++++ PROVIDED INFORMATION

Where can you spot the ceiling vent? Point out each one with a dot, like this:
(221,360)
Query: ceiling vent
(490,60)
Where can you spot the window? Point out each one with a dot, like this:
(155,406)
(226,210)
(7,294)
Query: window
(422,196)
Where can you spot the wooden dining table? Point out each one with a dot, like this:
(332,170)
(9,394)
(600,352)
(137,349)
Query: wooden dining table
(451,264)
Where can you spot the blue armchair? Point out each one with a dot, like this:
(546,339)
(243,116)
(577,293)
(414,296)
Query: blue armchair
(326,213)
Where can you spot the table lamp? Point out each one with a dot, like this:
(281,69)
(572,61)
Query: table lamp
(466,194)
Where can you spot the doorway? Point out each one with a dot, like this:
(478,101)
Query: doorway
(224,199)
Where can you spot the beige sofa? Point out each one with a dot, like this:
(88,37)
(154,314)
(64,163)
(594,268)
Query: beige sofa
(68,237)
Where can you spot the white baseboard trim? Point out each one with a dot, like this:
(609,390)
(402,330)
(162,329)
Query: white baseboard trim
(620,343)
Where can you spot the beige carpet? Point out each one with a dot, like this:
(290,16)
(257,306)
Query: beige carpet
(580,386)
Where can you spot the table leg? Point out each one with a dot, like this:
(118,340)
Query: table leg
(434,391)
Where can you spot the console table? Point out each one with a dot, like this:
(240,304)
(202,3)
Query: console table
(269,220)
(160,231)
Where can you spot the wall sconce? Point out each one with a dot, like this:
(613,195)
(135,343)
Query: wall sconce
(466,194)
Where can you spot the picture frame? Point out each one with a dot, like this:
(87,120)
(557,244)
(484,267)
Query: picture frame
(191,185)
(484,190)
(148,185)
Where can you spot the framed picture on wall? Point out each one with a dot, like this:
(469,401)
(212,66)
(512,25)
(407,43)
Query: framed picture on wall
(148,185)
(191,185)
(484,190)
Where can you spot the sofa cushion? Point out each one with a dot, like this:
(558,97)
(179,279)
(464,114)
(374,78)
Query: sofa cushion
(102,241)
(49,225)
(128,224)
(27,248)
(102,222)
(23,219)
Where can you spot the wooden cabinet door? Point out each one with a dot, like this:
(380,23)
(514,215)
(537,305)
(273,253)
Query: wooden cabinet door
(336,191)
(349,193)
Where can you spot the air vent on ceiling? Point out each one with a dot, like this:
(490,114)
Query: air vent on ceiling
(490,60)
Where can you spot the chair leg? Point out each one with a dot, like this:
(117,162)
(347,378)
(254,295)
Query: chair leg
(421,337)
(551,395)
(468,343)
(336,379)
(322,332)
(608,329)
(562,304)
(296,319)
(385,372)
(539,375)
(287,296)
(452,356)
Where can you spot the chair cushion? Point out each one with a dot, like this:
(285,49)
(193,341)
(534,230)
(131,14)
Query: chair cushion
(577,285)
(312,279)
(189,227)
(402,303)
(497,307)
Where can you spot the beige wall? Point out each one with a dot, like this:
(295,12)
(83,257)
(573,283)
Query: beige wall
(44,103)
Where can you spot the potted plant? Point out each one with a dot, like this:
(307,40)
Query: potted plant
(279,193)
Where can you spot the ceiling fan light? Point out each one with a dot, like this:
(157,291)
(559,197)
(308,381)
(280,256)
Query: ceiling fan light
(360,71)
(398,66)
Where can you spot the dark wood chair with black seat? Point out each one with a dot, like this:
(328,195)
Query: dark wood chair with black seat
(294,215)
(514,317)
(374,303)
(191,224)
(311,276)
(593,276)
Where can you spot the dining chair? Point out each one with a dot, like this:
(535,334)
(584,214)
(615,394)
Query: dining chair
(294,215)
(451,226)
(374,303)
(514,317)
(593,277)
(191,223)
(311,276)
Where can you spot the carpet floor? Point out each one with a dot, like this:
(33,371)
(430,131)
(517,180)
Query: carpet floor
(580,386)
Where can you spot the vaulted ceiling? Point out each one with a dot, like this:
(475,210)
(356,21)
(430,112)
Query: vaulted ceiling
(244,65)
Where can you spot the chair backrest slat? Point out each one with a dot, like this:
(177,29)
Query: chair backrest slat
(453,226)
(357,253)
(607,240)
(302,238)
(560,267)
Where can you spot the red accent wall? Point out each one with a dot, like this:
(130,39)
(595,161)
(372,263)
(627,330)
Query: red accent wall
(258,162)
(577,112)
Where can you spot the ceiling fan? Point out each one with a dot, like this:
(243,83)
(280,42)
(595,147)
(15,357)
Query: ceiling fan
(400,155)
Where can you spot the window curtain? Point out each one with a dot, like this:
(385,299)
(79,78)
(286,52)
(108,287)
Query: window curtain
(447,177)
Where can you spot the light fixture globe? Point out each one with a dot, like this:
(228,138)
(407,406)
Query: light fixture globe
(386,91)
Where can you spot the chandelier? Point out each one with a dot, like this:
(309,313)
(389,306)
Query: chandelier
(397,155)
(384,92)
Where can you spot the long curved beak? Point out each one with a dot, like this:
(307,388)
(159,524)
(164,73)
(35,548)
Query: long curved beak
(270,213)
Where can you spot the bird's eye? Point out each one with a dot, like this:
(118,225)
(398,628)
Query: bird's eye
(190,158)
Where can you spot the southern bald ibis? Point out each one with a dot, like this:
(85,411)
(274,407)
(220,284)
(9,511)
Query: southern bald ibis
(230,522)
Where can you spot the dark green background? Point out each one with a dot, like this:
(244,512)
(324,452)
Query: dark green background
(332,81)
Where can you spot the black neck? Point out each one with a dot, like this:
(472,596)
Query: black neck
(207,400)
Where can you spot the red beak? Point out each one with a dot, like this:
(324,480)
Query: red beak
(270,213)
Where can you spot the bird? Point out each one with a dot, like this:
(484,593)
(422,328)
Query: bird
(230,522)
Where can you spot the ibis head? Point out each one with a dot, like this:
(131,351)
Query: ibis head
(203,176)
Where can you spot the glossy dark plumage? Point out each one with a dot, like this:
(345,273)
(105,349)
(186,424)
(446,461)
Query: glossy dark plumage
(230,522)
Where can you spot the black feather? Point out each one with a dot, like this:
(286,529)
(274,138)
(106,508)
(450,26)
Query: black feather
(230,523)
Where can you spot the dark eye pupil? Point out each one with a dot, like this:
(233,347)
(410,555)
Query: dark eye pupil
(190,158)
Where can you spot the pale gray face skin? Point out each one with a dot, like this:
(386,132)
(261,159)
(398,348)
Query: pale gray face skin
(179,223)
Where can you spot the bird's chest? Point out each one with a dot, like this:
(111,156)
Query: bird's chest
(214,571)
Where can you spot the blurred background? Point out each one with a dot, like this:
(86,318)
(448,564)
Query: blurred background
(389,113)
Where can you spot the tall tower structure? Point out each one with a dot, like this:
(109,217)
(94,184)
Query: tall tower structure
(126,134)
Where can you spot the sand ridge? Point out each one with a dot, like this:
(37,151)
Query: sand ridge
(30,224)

++++++++

— WORK INSTRUCTION —
Please give the records again exactly as they are.

— TASK OUTPUT —
Where can you spot the ceiling vent? Point out each one with a dot, like this:
(221,360)
Query: ceiling vent
(490,60)
Where can you spot the window? Point out each one with a dot, like this:
(155,406)
(226,210)
(7,294)
Query: window
(422,196)
Where can you spot the wooden dining table? Point out each one with a dot, like this:
(332,170)
(9,394)
(600,352)
(137,349)
Query: wooden dining table
(451,264)
Where can you spot the blue armchair? Point out each one with a dot, like this:
(546,339)
(243,116)
(577,293)
(414,296)
Query: blue armchair
(326,213)
Where can you spot the table lamp? Point out each one with a dot, like this:
(281,69)
(572,61)
Query: table lamp
(466,194)
Where can you spot the doorway? Point out each one with a dot, like this:
(478,101)
Query: doorway
(224,199)
Where can you spot the beige sofa? Point out each one with a dot, like this:
(88,37)
(154,314)
(64,163)
(594,268)
Query: beige sofa
(68,237)
Where can you spot the white baseboard trim? Point out each one with a dot, like this:
(609,390)
(402,330)
(162,329)
Query: white baseboard trim
(620,343)
Where can you spot the beige carpet? Point out each one with a dot, like this:
(290,16)
(257,306)
Query: beige carpet
(580,386)
Where can you spot the table leg? Point out each one with a dot, like this:
(118,340)
Query: table leg
(434,391)
Where can you spot the console table? Point out each one with a dot, like this:
(240,304)
(202,3)
Query: console table
(269,220)
(160,231)
Where can you spot the wall sconce? Point out each one with a dot, like this:
(613,195)
(135,343)
Query: wall sconce
(466,194)
Where can you spot the picture frame? Point out each one with a dot, like this:
(87,120)
(557,244)
(484,267)
Query: picture frame
(191,185)
(484,190)
(148,185)
Where can you spot the framed picture on wall? Point out each one with a dot, like this:
(469,401)
(212,66)
(512,25)
(407,43)
Query: framed picture on wall
(148,185)
(191,185)
(484,190)
Where can you spot the sofa cushion? Point out each one with a dot, like this:
(558,97)
(179,279)
(464,114)
(374,78)
Query: sofa cushion
(102,241)
(49,225)
(128,224)
(27,248)
(102,222)
(23,219)
Where can you spot the wooden cabinet door? Point out each one with a dot, like this:
(380,23)
(514,215)
(537,305)
(273,253)
Query: wooden cabinet door
(336,191)
(349,193)
Where can you spot the air vent on ceiling? Point out each one with a dot, like this:
(490,114)
Query: air vent on ceiling
(490,60)
Where can you spot the chair leg? Point out each one with a dot, like this:
(117,162)
(347,378)
(254,295)
Query: chair leg
(421,337)
(551,395)
(468,343)
(336,379)
(322,332)
(608,329)
(562,304)
(296,319)
(385,372)
(539,375)
(287,296)
(452,356)
Where can you spot the chair cushion? Point out each one with a dot, like this:
(285,49)
(193,341)
(534,230)
(131,14)
Query: chair cushion
(577,285)
(312,279)
(189,227)
(402,303)
(497,307)
Where can you spot the beige wall? Point out each one with a dot, like this:
(295,12)
(83,257)
(573,283)
Query: beige wall
(44,103)
Where can you spot the potted plant? Point out each one with a dot, like this:
(307,40)
Query: potted plant
(279,193)
Where can you spot the ceiling fan light? Point out each one with a dot, like this:
(157,291)
(559,197)
(308,381)
(280,256)
Query: ceiling fan light
(360,71)
(398,66)
Where can you spot the dark wood chair with black seat? Point out each one with a dot, like this:
(328,195)
Query: dark wood chair with black seat
(294,215)
(514,317)
(374,303)
(191,224)
(311,276)
(593,276)
Where can you spot the dining chair? Point out each one with a dot, like this:
(535,334)
(584,214)
(615,394)
Query: dining chair
(294,215)
(451,226)
(374,303)
(514,317)
(593,277)
(191,223)
(311,276)
Where can you spot the carpet floor? Point out each one with a dot, like this:
(33,371)
(430,131)
(517,180)
Query: carpet floor
(580,386)
Where can you spot the vaulted ceiling? Point out each one with a dot, like this:
(475,210)
(356,21)
(430,112)
Query: vaulted ceiling
(244,65)
Where can you spot the chair backrest slat? Point out each one with a dot, like this:
(177,29)
Query: chair backrest slat
(453,226)
(357,253)
(607,240)
(302,238)
(560,267)
Where can you spot the red accent wall? Point out each one with a dot, like this:
(130,39)
(595,161)
(372,263)
(627,330)
Query: red accent wall
(258,162)
(577,112)
Where can you spot the ceiling fan? Point out each one with a dot, like this:
(243,83)
(280,42)
(595,147)
(15,357)
Query: ceiling fan
(400,155)
Where can you spot the window curtain? Point out each one with a dot, like this:
(385,299)
(79,78)
(286,52)
(108,287)
Query: window curtain
(447,177)
Where can you spot the light fixture globe? Point out each one with a dot, like this:
(228,138)
(407,406)
Query: light fixture globe
(386,91)
Where can you spot the chandelier? Point out each one with a dot, like this:
(309,313)
(389,306)
Query: chandelier
(397,155)
(384,92)
Where can you spot the long curved beak? Point out each one with a dot, like this:
(307,388)
(159,524)
(164,73)
(35,548)
Query: long curved beak
(270,213)
Where can you spot the bird's eye? Point out each one with a dot, like this:
(118,225)
(398,628)
Query: bird's eye
(190,158)
Where can you spot the southern bald ibis? Point out each one with a dot, like this:
(85,411)
(274,407)
(220,284)
(9,511)
Query: southern bald ibis
(230,522)
Where can you spot the dark green background? Point out each one with a dot, like this:
(244,512)
(324,452)
Query: dark green background
(332,81)
Where can you spot the black neck? Point out each one with a dot, like this:
(472,596)
Query: black neck
(207,400)
Where can you spot the red beak? Point out each one with a dot, like this:
(324,480)
Query: red beak
(270,213)
Where can you spot the bird? Point out each one with a dot, like this:
(484,593)
(422,328)
Query: bird
(230,522)
Where can you spot the ibis head? Point out each one with a dot, like this:
(131,351)
Query: ibis head
(203,176)
Where can you spot the glossy dark plumage? Point out each one with a dot, like this:
(345,273)
(105,349)
(186,424)
(446,461)
Query: glossy dark plumage
(230,522)
Where can you spot the black feather? Point out each one with a dot, like this:
(286,529)
(274,138)
(106,508)
(450,26)
Query: black feather
(230,523)
Where can you spot the dark eye pupil? Point out each one with a dot, like this:
(233,347)
(410,555)
Query: dark eye pupil
(190,158)
Where can you spot the pale gray face skin? Point out each one with a dot, like this:
(386,132)
(261,159)
(398,348)
Query: pale gray face skin
(179,223)
Where can you spot the bird's chest? Point out each one with a dot, like this:
(111,156)
Query: bird's chest
(214,571)
Where can you spot the blurred background? Point out each one with a dot, like this:
(86,318)
(448,564)
Query: blurred background
(389,113)
Where can you spot the tall tower structure? Point out each one with a dot, like this:
(109,217)
(94,184)
Query: tall tower structure
(126,134)
Where can you spot the sand ridge? Point out each one with a dot, like this:
(37,151)
Query: sand ridge
(30,224)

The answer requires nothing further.